The 1992 film “The Player,” directed by Robert Altman (who is given high marks in The Kid), mocks the industry as a destroyer of artistic values serving only to line the pockets of incompetent boobs who listen to pitches all day. Evans by contrast seems very comfortable with the system, painting it as a meritocracy and legitimate business model. It’s a Wild West at the critical basic level, jockeying for ownership of the hottest ideas before everyone’s aware of them, the way baseball scouts pre-1960s scratched and clawed for the next bonus baby, and then there’s the further obstacle of adequately developing them. Many of those hot ideas will fail, big investments lost. If you can’t produce a hit, you don’t work. Evans stands tall. His sensitivities here are impressive. Never does it seem he is cutting artistic corners, nor is he going to sink a studio with a couple of farfetched disasters. He wants to make a great picture that people will like and pay to see. He lives fast, but has a heart.

It is strongly implied that a handful of hits made serious money for Evans while others constantly pushed him to the brink of foreclosure or bankruptcy. He jokes about several missed opportunities for great wealth and his propensity to gamble and, at least for a time, use drugs. There is an impressive passion here for film as art, worth the expense (no matter who is paying) to get it right. Yet one can infer that at best, Evans was slipshod with his money and at worst, downright incompetent. Details of his stint with Evan-Picone are scant. Was it his brother and associates who got women into pants, or was Evans an unusually successful salesman? It is important to note that with 4 divorces at time of publication, it is likely in his best interests to plead poverty.

The best passages of Kid are those from Chapter 14 through 26, recounting Evans’ seemingly fluky appointment as Paramount's European production chief, then rapid promotion to head of the entire studio. There is still today a sense of awe in seeing the Gulf + Western logo usher in “The Godfather” or “Chinatown” or any of the batch of Paramount’s seminal late 1960s and 1970s works that reset artistic boundaries.

No brief era in the arts is as significant as the decade spanning roughly 1965-1975, some might say from the Beatles to Watergate, during which occurred an explosive re-evaluation of what was presentable in media. Beforehand, married couples slept in separate beds; afterwards, gay characters appeared in sitcoms, and blood could appear just about everywhere. Evans, with a certain reverence for Old Hollywood but utterly untethered to it, was the right guy at the right time. Paramount, through its upstart head of production, found itself at the vanguard of change that resonates today.

**INPUT DATA**

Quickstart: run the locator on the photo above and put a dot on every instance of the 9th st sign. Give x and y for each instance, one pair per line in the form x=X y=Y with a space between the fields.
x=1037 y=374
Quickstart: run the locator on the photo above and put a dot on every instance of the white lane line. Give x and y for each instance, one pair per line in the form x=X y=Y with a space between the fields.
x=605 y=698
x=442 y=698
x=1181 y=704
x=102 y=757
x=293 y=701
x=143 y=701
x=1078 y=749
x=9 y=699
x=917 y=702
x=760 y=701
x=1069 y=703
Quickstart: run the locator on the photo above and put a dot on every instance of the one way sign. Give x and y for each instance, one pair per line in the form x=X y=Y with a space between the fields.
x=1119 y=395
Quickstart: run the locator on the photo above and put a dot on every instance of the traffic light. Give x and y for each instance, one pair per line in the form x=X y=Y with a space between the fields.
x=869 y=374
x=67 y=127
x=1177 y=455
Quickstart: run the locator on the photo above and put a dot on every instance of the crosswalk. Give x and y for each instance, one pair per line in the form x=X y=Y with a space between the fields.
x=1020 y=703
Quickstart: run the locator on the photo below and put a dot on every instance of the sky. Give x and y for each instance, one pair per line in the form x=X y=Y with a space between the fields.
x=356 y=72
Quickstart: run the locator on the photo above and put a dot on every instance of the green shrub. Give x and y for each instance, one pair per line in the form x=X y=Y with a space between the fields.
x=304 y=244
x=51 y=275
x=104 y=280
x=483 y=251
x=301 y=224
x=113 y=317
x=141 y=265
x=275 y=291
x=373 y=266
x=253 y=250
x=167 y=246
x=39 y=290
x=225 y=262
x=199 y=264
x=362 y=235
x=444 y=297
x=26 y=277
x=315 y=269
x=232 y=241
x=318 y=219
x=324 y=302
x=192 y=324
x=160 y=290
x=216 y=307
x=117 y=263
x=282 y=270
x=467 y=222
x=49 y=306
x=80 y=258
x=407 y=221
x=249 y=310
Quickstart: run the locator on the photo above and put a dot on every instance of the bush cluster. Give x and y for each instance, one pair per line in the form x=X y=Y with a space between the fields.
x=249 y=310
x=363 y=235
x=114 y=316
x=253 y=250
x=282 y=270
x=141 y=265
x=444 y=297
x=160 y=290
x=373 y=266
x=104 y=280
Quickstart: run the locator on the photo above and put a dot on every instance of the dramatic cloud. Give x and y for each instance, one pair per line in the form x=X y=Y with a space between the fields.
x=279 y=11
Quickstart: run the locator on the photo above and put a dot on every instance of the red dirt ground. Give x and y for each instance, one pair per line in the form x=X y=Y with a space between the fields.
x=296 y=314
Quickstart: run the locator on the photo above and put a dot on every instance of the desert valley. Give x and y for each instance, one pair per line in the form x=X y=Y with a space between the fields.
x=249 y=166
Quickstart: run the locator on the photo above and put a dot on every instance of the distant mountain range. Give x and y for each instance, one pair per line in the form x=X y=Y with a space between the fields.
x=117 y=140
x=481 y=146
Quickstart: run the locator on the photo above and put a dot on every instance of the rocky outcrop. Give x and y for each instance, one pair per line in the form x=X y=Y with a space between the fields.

**BRIEF**
Return the passage of the review above verbatim, beginning at the words "The best passages" and stopping after "reset artistic boundaries.".

**ANSWER TO THE EXERCISE**
The best passages of Kid are those from Chapter 14 through 26, recounting Evans’ seemingly fluky appointment as Paramount's European production chief, then rapid promotion to head of the entire studio. There is still today a sense of awe in seeing the Gulf + Western logo usher in “The Godfather” or “Chinatown” or any of the batch of Paramount’s seminal late 1960s and 1970s works that reset artistic boundaries.